== EXTRACTED ENTRIES ==

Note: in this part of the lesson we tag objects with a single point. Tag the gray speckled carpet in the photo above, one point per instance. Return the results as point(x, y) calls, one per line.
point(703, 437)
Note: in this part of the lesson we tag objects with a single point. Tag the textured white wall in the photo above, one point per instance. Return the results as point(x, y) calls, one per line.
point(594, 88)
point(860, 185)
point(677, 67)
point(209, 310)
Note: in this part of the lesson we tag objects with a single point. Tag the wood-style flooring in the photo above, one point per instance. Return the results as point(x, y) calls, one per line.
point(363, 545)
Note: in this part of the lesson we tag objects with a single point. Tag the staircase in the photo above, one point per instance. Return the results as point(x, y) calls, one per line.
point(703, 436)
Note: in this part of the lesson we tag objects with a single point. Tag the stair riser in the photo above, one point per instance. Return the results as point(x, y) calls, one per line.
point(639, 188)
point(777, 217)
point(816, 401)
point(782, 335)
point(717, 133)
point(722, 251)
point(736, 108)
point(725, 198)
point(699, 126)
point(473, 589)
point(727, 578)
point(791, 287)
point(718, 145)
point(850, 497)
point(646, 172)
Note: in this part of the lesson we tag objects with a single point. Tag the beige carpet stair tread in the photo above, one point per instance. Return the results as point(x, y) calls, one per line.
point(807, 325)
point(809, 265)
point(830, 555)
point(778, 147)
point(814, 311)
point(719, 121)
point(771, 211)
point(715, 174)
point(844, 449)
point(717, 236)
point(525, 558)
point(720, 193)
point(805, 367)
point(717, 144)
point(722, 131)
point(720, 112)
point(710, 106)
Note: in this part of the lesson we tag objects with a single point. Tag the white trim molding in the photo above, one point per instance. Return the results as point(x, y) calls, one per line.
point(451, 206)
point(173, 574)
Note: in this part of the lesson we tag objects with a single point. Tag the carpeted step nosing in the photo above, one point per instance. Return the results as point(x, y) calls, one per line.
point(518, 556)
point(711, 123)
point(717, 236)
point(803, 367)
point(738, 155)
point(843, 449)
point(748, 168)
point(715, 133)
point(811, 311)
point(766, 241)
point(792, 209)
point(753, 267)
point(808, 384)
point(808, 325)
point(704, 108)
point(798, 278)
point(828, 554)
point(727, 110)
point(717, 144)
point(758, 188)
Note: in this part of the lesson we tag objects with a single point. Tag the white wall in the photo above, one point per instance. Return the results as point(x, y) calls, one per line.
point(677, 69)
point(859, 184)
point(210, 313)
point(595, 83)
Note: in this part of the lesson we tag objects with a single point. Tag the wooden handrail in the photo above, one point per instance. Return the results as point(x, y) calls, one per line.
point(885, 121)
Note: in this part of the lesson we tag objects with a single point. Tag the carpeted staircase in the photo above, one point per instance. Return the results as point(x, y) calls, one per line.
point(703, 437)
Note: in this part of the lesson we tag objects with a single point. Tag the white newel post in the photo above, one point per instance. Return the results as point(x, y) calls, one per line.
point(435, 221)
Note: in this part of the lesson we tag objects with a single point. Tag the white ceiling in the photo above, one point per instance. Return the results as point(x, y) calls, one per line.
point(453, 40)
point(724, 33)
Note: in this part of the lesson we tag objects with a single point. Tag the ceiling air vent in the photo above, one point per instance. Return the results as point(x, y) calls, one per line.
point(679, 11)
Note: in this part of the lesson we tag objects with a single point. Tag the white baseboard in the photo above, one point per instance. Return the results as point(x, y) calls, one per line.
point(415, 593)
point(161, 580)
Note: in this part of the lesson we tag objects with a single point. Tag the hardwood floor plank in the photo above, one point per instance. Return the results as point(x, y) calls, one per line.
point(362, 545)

== TO BE DONE ==
Render the records above as a two-column CSV with the header row instruction,points and one row per record. Put each record's text under instruction and its answer under points, wrapping every field in double quotes and turning line breaks into spaces.

== PROBLEM SOLUTION ==
instruction,points
"Note: in this part of the lesson we tag objects with a single point. Tag the gray speckled carpet in the photo above, one point per instance. Return the results as point(x, y) calls, one per line.","point(703, 437)"
"Note: in this part of the lesson we tag objects with a single point. Tag the textured white wall in the photo above, one point per instance. Return the results as point(x, y) calls, one per line.","point(594, 88) point(860, 185) point(677, 67) point(209, 310)"
"Note: in this part of the lesson we tag objects with a single point. Tag the wood-style flooring in the photo above, one point per instance. Return the results as point(x, y) calls, one per line.","point(363, 545)"
"Note: in this part of the lesson we tag objects with a single point. Tag the staircase in the photo above, one point per instance. Return the results as point(x, y) calls, one per line.","point(703, 436)"
"Note: in this part of the lesson we tag objects with a single point. Tag the stair riser in the photo above, one point per instance. Return the results as point(x, y) calls, one per line.","point(639, 188) point(777, 217) point(816, 401) point(782, 335) point(717, 133) point(722, 251) point(736, 108) point(725, 198) point(699, 126) point(473, 589) point(727, 578) point(791, 287) point(718, 145) point(850, 497) point(646, 172)"
"Note: in this part of the lesson we tag objects with a single point. Tag the beige carpet stair tread in the photo above, one point per instance. Return the results as point(x, y) calls, one per line.","point(807, 325) point(809, 265) point(830, 555) point(778, 147) point(814, 311) point(719, 121) point(771, 211) point(715, 174) point(844, 449) point(717, 236) point(525, 558) point(720, 193) point(805, 367) point(717, 144) point(722, 131) point(720, 112) point(710, 106)"
"Note: in this part of the lesson we tag objects with a single point. Tag the white trim molding in the photo above, one point per instance. Return the results as point(x, y) calls, one per line.","point(451, 206) point(173, 574)"
"Note: in this part of the lesson we tag objects with a single point. Tag the carpeted step nosing in the photo above, one point per instance. Return the results as point(x, y) calls, one per line.","point(518, 556) point(711, 123) point(717, 236) point(803, 367) point(738, 155) point(843, 449) point(748, 168) point(715, 133) point(811, 311) point(766, 241) point(792, 209) point(753, 267) point(808, 384) point(808, 325) point(704, 108) point(798, 278) point(828, 554) point(727, 110) point(717, 144) point(758, 188)"
"Note: in this part of the lesson we tag objects with a single point. Tag the white wall in the photo above, one point per instance. Return the results as point(x, y) calls, one per line.","point(677, 69) point(859, 184) point(210, 313) point(595, 83)"
"Note: in this part of the lesson we tag objects with a single point. Tag the wooden handrail in the photo above, one point per instance. Return the results as point(x, y) calls, one per line.","point(885, 121)"
"Note: in this part of the lesson we tag objects with a single point. Tag the carpeted staircase in the photo above, one point per instance. Return the results as point(x, y) calls, one per line.","point(703, 437)"
"Note: in this part of the lesson we tag objects with a single point. Tag the white newel post in the photo above, one point per instance. Return the results as point(x, y) calls, one per line.","point(435, 221)"
"Note: in this part of the lesson we tag objects with a single point. Tag the white ceiling in the photo above, one point per instance. Return the results as point(x, y) calls, one per line.","point(453, 40) point(724, 33)"
"Note: in this part of the lesson we tag objects with a single point. Tag the ceiling air vent in the photo above, one point per instance. Return the results as point(x, y) calls, one per line.","point(679, 11)"
"Note: in this part of the lesson we tag objects with a single point. Tag the white baseboard in the photo above, one point per instance. Return the results as point(x, y) calls, one per line.","point(415, 593) point(161, 580)"
"Note: in this part of the lesson we tag objects with a single point. Tag the hardwood floor plank in the photo above, one point per instance. Return the results as point(x, y) calls, one per line.","point(362, 545)"